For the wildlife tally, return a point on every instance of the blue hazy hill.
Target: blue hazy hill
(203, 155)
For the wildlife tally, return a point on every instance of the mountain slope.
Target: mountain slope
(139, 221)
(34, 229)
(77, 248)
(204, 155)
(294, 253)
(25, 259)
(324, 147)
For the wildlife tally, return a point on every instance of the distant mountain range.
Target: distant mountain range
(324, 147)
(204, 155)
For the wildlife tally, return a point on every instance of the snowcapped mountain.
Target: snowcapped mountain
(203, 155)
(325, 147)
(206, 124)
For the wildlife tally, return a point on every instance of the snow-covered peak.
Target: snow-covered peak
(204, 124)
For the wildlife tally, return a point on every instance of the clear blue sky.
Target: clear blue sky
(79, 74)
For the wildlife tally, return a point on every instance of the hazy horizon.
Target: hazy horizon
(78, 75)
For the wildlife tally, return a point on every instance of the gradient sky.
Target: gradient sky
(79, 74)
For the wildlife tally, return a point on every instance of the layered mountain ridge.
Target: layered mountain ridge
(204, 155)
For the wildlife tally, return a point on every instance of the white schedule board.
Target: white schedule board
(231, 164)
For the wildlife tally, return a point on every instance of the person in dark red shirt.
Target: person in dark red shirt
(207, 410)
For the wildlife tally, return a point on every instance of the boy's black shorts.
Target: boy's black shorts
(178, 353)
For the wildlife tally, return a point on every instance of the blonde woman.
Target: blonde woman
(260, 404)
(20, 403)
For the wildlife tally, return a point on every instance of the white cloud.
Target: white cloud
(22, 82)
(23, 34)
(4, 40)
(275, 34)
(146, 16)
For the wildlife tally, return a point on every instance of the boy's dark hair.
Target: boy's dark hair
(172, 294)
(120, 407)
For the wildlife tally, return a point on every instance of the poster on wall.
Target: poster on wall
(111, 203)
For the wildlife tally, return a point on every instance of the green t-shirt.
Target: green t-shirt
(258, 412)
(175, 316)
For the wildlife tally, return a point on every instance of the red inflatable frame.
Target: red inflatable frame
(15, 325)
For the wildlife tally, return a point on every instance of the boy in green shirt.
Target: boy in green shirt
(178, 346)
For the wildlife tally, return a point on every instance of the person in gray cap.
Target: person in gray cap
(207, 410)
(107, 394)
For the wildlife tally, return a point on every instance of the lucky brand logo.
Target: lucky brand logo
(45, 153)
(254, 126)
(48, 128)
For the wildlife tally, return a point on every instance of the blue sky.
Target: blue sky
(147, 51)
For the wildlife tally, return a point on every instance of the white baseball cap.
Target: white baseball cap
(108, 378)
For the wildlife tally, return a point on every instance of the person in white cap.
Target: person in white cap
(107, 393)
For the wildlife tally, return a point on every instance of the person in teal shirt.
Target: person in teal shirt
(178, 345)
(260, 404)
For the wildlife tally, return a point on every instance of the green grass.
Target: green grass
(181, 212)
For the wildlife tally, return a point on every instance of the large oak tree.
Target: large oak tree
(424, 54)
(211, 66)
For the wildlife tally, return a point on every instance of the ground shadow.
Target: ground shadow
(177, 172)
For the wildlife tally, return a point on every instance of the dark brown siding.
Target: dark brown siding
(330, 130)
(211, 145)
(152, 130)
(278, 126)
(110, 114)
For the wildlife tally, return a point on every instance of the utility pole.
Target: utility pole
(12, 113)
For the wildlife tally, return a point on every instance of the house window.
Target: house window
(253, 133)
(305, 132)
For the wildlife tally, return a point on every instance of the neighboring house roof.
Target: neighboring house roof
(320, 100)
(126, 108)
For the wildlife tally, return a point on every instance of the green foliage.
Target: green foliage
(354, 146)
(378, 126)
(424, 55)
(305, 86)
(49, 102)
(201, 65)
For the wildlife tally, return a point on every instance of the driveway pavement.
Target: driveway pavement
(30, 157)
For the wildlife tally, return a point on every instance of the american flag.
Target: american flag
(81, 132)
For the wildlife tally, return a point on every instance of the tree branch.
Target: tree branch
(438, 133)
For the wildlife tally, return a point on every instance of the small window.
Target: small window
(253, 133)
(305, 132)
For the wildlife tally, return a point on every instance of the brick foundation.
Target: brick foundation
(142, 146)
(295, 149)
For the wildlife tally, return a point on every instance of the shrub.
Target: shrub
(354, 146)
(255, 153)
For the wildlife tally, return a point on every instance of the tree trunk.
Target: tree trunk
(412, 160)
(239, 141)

════════════════════

Task instructions >> Give again the stretch of lines from the one containing "the green foliage." through the last line, requests included. Scale each point coordinate in the answers by 0.25 and round to whole numbers, with halves going up.

Exercise answer >>
For the wildlife tally, return a point on every instance of the green foliage.
Target: green foliage
(89, 37)
(95, 32)
(106, 14)
(76, 22)
(12, 26)
(50, 16)
For the wildlife tally, return a point on every instance of the driveway pavement.
Target: driveway pavement
(8, 39)
For the wildlife tally, return a point on every instance of the american flag.
Target: american flag
(20, 33)
For the wildlife tally, return a point on every instance of the tree branch.
Target: tree branch
(110, 33)
For the wildlife tally, return a point on every instance of the small window.
Target: small window
(63, 33)
(76, 33)
For the wildlife tally, return a point on every instance of the brick foundation.
Target: brick foundation
(36, 37)
(74, 37)
For the wildlife tally, return a point on every instance of the shrub.
Target: shrub
(89, 37)
(64, 38)
For the wildlife tally, return a point on every instance of the tree trunk.
Target: tree trunk
(103, 40)
(60, 35)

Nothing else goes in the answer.